Collected data:
··········

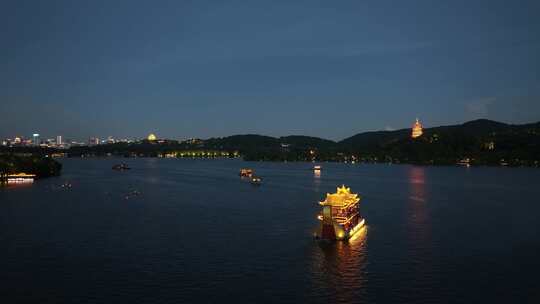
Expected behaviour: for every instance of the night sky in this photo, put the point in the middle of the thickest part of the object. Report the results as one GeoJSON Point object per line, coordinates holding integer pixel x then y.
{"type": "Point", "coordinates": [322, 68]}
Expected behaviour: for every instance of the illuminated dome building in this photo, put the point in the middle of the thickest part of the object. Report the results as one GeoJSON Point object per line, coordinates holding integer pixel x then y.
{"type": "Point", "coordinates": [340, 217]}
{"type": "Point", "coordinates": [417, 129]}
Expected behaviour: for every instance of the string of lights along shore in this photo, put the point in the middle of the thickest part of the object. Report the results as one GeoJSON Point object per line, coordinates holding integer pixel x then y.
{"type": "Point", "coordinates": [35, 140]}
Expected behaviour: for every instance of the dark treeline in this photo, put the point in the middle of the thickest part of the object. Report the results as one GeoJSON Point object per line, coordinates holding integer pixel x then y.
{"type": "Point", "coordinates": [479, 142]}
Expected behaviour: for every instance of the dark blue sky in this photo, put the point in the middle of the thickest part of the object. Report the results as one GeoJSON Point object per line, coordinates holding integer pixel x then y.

··········

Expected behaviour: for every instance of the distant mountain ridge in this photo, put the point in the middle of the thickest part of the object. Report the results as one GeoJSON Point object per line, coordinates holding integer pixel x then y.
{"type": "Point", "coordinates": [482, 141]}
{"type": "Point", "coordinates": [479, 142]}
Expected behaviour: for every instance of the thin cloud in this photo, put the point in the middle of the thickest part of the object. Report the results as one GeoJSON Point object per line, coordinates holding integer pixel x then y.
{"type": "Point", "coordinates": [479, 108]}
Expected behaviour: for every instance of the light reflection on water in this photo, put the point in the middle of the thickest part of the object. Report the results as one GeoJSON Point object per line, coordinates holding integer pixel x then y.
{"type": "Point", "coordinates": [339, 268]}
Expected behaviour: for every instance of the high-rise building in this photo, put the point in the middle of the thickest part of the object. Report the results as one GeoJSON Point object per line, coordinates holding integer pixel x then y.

··········

§ **What this task involves**:
Out of the data above, set down the lines from the one with "Expected behaviour: for every instance of the illuminated" to the one with "Expected behaviour: for every instance of the dark blue", both included, exactly as written and with no additions.

§ **Your response**:
Expected behaviour: for every instance of the illuminated dome building in this photo, put the point in the middle of the thickest part of the object. Report the results as one GeoJSON Point object per line, coordinates holding integer pixel x then y.
{"type": "Point", "coordinates": [340, 217]}
{"type": "Point", "coordinates": [417, 129]}
Expected behaviour: for every instance of the string of lights along shore in this photo, put the point in the middle of the thickest part of the object. Report the results as one GeoJSON Point object per line, coordinates holding integer pixel x then y.
{"type": "Point", "coordinates": [35, 140]}
Expected behaviour: for every instance of the dark treeline in this photo, put the point in the middle of the thickest part of the object. Report the results as one GeoJSON Point object per line, coordinates holding integer pixel x then y.
{"type": "Point", "coordinates": [479, 142]}
Expected behaviour: for every instance of the dark blue sky in this photo, put the point in the middle of the thickest part of the object. Report the results as one GeoJSON Point object per line, coordinates holding integer pixel x then y.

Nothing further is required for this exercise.